Entries shown:

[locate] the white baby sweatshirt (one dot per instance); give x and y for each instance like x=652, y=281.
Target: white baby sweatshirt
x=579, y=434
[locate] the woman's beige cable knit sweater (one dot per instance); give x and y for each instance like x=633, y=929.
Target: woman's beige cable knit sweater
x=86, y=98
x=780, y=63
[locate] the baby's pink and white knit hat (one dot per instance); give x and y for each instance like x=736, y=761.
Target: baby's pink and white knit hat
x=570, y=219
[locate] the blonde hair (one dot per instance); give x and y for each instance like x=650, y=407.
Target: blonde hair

What you have to do: Could you update the lines starting with the one containing "[locate] the blonde" and going on through the end of the records, replacing "blonde" with "auburn" and leaving everything else unchanged?

The result:
[locate] the auburn hair (one dot per instance); give x and y for each instance like x=650, y=407.
Target: auburn hair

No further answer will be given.